(Point annotation records)
•••

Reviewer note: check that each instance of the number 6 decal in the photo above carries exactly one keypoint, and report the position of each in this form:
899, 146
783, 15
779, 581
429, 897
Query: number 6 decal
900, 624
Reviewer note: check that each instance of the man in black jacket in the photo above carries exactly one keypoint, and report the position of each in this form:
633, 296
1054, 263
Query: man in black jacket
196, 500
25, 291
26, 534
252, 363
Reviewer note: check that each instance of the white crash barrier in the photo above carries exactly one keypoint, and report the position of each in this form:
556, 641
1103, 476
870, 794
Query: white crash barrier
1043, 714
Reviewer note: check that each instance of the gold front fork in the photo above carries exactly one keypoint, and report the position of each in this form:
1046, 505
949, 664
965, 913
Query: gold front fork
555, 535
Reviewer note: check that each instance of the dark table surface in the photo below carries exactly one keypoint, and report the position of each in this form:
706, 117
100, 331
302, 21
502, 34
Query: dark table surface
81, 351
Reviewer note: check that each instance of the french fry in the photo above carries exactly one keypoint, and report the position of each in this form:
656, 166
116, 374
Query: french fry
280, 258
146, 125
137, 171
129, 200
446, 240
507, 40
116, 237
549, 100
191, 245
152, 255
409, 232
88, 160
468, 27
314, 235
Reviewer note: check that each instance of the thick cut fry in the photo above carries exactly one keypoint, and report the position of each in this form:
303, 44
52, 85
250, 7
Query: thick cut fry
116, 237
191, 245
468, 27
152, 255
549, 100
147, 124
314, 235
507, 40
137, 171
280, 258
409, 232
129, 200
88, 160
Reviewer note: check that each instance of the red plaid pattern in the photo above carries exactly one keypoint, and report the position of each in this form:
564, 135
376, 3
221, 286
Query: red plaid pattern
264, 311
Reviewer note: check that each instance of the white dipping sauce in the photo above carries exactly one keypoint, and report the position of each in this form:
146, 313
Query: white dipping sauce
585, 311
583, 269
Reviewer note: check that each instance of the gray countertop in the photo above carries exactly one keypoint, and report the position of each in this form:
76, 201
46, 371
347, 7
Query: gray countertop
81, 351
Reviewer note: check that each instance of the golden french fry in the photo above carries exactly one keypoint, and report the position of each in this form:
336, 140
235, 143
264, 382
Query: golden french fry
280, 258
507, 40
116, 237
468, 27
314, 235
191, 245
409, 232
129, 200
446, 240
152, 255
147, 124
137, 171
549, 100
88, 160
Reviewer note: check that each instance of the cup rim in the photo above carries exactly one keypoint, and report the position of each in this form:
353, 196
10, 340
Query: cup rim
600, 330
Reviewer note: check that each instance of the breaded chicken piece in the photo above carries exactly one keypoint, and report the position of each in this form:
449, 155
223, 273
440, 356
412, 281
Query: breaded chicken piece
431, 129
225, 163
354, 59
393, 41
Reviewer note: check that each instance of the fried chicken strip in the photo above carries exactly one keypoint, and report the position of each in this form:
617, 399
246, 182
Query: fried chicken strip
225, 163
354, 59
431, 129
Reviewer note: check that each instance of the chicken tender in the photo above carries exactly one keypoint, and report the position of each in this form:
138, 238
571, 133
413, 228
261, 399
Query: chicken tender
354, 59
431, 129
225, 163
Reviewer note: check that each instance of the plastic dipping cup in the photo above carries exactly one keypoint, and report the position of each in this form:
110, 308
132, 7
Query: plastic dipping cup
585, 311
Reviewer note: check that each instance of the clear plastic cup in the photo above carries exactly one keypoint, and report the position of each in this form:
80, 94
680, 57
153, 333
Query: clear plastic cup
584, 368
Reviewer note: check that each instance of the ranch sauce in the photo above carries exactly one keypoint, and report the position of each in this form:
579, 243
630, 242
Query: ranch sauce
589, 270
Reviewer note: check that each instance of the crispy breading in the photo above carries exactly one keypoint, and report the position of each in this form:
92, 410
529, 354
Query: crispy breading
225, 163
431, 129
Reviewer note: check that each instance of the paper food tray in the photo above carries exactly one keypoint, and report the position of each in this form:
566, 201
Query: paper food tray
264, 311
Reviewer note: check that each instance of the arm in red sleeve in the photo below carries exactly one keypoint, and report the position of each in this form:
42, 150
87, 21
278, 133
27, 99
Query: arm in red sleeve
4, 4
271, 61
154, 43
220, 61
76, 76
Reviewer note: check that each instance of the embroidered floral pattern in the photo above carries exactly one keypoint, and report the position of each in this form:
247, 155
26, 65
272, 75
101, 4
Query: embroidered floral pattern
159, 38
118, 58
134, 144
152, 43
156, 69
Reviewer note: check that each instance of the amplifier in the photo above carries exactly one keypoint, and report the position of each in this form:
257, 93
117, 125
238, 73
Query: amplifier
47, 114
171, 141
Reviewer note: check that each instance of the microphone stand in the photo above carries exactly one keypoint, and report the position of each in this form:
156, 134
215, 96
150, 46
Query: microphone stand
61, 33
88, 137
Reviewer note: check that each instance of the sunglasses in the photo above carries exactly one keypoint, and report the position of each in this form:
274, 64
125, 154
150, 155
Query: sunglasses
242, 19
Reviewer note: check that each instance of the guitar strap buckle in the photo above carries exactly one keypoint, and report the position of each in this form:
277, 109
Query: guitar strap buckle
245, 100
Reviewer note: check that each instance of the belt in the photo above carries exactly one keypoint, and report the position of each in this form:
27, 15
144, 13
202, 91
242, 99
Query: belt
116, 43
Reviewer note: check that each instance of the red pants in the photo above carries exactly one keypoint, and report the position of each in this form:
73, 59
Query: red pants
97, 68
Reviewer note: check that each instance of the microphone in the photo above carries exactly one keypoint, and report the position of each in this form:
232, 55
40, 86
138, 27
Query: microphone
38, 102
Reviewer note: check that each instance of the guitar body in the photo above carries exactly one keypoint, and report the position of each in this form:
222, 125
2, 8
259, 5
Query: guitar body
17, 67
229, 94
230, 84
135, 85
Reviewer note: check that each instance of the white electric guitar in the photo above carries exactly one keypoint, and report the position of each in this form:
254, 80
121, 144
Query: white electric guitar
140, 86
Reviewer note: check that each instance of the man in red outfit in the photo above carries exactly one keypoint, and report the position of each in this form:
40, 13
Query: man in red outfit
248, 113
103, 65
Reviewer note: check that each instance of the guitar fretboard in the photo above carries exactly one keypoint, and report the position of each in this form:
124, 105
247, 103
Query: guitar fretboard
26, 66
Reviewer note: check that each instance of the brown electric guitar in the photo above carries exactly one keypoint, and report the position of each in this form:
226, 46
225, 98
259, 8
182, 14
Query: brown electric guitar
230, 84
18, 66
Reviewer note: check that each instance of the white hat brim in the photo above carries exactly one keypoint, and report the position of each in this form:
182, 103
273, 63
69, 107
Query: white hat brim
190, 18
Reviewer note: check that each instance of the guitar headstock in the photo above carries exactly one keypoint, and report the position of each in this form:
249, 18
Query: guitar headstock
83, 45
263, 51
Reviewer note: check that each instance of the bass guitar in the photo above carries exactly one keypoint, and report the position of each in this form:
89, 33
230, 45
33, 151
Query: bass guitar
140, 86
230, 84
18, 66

•••

Convert all of the records above into a numbered list, one line per item, omitting any blank lines.

> RESULT FOR THIS TASK:
1. Reviewer note: check that each instance of the number 6 decal in the photo above carries exactly one keypoint, and report the position of each in this form:
2. 899, 146
3. 783, 15
4. 779, 581
5. 429, 897
6. Query: number 6 decal
7. 900, 624
8. Reviewer note: check that each instance of the man in black jacket in the photo above carries exactly one keypoint, and report the position of each in this form:
9. 633, 296
10. 1054, 263
11. Query: man in black jacket
12. 196, 500
13. 25, 291
14. 26, 534
15. 252, 363
16. Reviewer note: check that each instance of the white crash barrier in the photo above carries exactly one keypoint, and report the position of each in this form:
17. 556, 641
18. 1103, 476
19. 870, 794
20. Query: white crash barrier
21. 1043, 714
22. Reviewer note: check that each instance of the gold front fork in the photo above carries exactly one keypoint, and report the position of each in this form:
23. 1046, 505
24. 949, 664
25. 965, 913
26. Query: gold front fork
27. 555, 535
28. Reviewer note: check that each instance of the dark table surface in the photo below carries exactly one keypoint, and report the position of each in this form:
29. 706, 117
30. 100, 331
31. 302, 21
32. 502, 34
33. Query: dark table surface
34. 81, 351
35. Reviewer note: check that each instance of the french fry in the photo above carries exactly one keypoint, and report the position of each in this form:
36. 656, 166
37. 116, 374
38. Query: french fry
39. 280, 258
40. 146, 125
41. 137, 171
42. 129, 200
43. 446, 240
44. 507, 40
45. 116, 237
46. 549, 100
47. 191, 245
48. 152, 255
49. 409, 232
50. 88, 160
51. 468, 27
52. 314, 235
53. Reviewer note: check that each instance of the thick cut fry in the photo above carries exactly one keypoint, and report the position of each in this form:
54. 303, 44
55. 52, 85
56. 250, 7
57. Query: thick cut fry
58. 116, 237
59. 191, 245
60. 468, 27
61. 152, 255
62. 549, 100
63. 147, 124
64. 314, 235
65. 507, 40
66. 137, 171
67. 280, 258
68. 409, 232
69. 129, 200
70. 88, 160
71. Reviewer note: check that each instance of the red plaid pattern in the photo above carries exactly one keypoint, and report the position of each in this form:
72. 564, 135
73. 376, 3
74. 221, 286
75. Query: red plaid pattern
76. 264, 311
77. Reviewer note: check that each instance of the white dipping sauce in the photo above carries exactly one keypoint, and report the position of each in this form:
78. 146, 313
79. Query: white dipping sauce
80. 585, 311
81. 583, 269
82. Reviewer note: check that each instance of the gray countertop in the photo above carries exactly one keypoint, and report the position of each in this form:
83. 76, 201
84. 46, 371
85. 347, 7
86. Query: gray countertop
87. 81, 351
88. Reviewer note: check that each instance of the golden french fry in the photo above carries exactly one keypoint, and report the position of each in this form:
89. 336, 140
90. 235, 143
91. 264, 382
92. Query: golden french fry
93. 280, 258
94. 507, 40
95. 116, 237
96. 468, 27
97. 314, 235
98. 191, 245
99. 409, 232
100. 129, 200
101. 446, 240
102. 152, 255
103. 147, 124
104. 137, 171
105. 549, 100
106. 88, 160
107. Reviewer note: check that each instance of the cup rim in the photo above carries exactly one keypoint, and report the position of each in this form:
108. 353, 196
109. 10, 340
110. Query: cup rim
111. 600, 330
112. Reviewer note: check that each instance of the breaded chicken piece in the photo above carries exactly one keypoint, and report the position of each in this form:
113. 449, 155
114. 223, 273
115. 440, 356
116. 412, 281
117. Query: breaded chicken piece
118. 431, 129
119. 225, 163
120. 354, 59
121. 393, 41
122. Reviewer note: check that each instance of the fried chicken strip in the photo above carries exactly one keypoint, and report the position of each in this form:
123. 617, 399
124. 246, 182
125. Query: fried chicken strip
126. 225, 163
127. 354, 59
128. 431, 129
129. Reviewer note: check that each instance of the chicken tender in the photo above carries exactly one keypoint, and report the position of each in this form:
130. 138, 238
131. 571, 133
132. 413, 228
133. 261, 399
134. Query: chicken tender
135. 354, 59
136. 431, 129
137. 225, 163
138. Reviewer note: check that each instance of the plastic dipping cup in the photo above carries exactly one keypoint, and report the position of each in this form:
139. 110, 308
140. 132, 7
141. Query: plastic dipping cup
142. 585, 311
143. Reviewer note: check that each instance of the clear plastic cup in the photo above carries exactly one keypoint, and report the position of each in this form:
144. 80, 94
145. 680, 57
146. 153, 333
147. Query: clear plastic cup
148. 584, 368
149. Reviewer note: check that each instance of the ranch sauce in the photo above carries exactly one keypoint, and report the position of each in this form:
150. 579, 243
151. 630, 242
152. Query: ranch sauce
153. 589, 270
154. Reviewer note: check that each instance of the crispy breading in the photo above carries exactly one keypoint, and report the position of each in this form:
155. 92, 410
156. 529, 354
157. Query: crispy breading
158. 225, 163
159. 431, 129
160. Reviewer note: check that each instance of the paper food tray in the photo above carries exactly one keypoint, and report the position of each in this form:
161. 566, 201
162. Query: paper food tray
163. 264, 311
164. Reviewer note: check that each instance of the arm in red sleeve in the photo below carries exactly one keypoint, and report the position of each in this form:
165. 42, 150
166. 87, 21
167. 278, 133
168. 27, 99
169. Query: arm in red sleeve
170. 4, 4
171. 271, 61
172. 154, 43
173. 220, 61
174. 76, 76
175. Reviewer note: check that each instance of the embroidered floral pattern in the photo above carries exactly one keypoint, and report the position of each in this form:
176. 247, 155
177. 26, 65
178. 272, 75
179. 101, 4
180. Query: embroidered floral pattern
181. 159, 38
182. 118, 58
183. 134, 144
184. 152, 43
185. 156, 69
186. Reviewer note: check that each instance of the amplifier in the photo above carries exactly one keypoint, and report the position of each in this form:
187. 257, 93
188. 117, 125
189. 238, 73
190. Query: amplifier
191. 47, 114
192. 171, 141
193. Reviewer note: check that each instance of the microphone stand in the photo above carries exactly one keypoint, and report the position of each in this form:
194. 156, 134
195. 215, 96
196. 150, 46
197. Query: microphone stand
198. 61, 33
199. 88, 137
200. Reviewer note: check that each instance of the sunglasses in the photo above carries exactly one keypoint, and report the position of each in this form:
201. 274, 64
202. 125, 154
203. 150, 155
204. Query: sunglasses
205. 242, 19
206. Reviewer note: check that each instance of the guitar strap buckle in the photo above carries exactly one keypoint, and report the position of each in this form:
207. 277, 109
208. Query: guitar strap buckle
209. 245, 100
210. Reviewer note: check that each instance of the belt in the photo above carries exactly one keypoint, and report the position of each in this form:
211. 27, 15
212. 144, 13
213. 202, 91
214. 242, 99
215. Query: belt
216. 116, 43
217. Reviewer note: check that each instance of the red pants in the photo above carries exactly one keypoint, and report the position of each in this form:
218. 73, 59
219. Query: red pants
220. 97, 68
221. Reviewer note: check that each instance of the microphone in the photo above carries exactly one keypoint, and report the position of each in this form:
222. 232, 55
223. 40, 86
224. 138, 27
225. Query: microphone
226. 38, 102
227. Reviewer note: check that each instance of the guitar body in the photo above carries exactly one keypoint, and report the position of each in this form:
228. 222, 125
229. 2, 8
230. 259, 5
231. Query: guitar body
232. 17, 67
233. 229, 94
234. 230, 84
235. 135, 85
236. Reviewer note: check that each instance of the white electric guitar in the photo above carries exactly one keypoint, and report the position of each in this form:
237. 254, 80
238. 121, 144
239. Query: white electric guitar
240. 140, 86
241. Reviewer note: check that each instance of the man in red outfit in the photo above carries exactly one keypoint, and report the position of each in this form:
242. 40, 13
243. Query: man in red outfit
244. 248, 113
245. 103, 65
246. Reviewer note: check that each instance of the guitar fretboard in the photo above carries exactly one keypoint, and report the position of each in this form:
247. 124, 105
248. 247, 103
249. Query: guitar fretboard
250. 26, 66
251. Reviewer note: check that each instance of the brown electric guitar in the photo above carries exactly one keypoint, and report the position of each in this form:
252. 226, 46
253. 225, 98
254. 259, 8
255. 182, 14
256. Query: brown electric guitar
257. 230, 84
258. 18, 66
259. Reviewer note: check that each instance of the white hat brim in the photo above carries exactly one keypoint, and report the position of each in this form:
260. 182, 103
261. 273, 63
262. 69, 107
263. Query: white hat brim
264. 190, 18
265. Reviewer note: check that each instance of the guitar headstock in the photo above carries exactly one keypoint, and report the position of each in this form:
266. 249, 18
267. Query: guitar headstock
268. 83, 45
269. 263, 51
270. Reviewer note: check that each instance of the bass guitar in the photo above carries exactly one keypoint, and report the position of each in this form:
271. 89, 33
272. 230, 45
273. 33, 151
274. Query: bass guitar
275. 140, 86
276. 230, 84
277. 18, 66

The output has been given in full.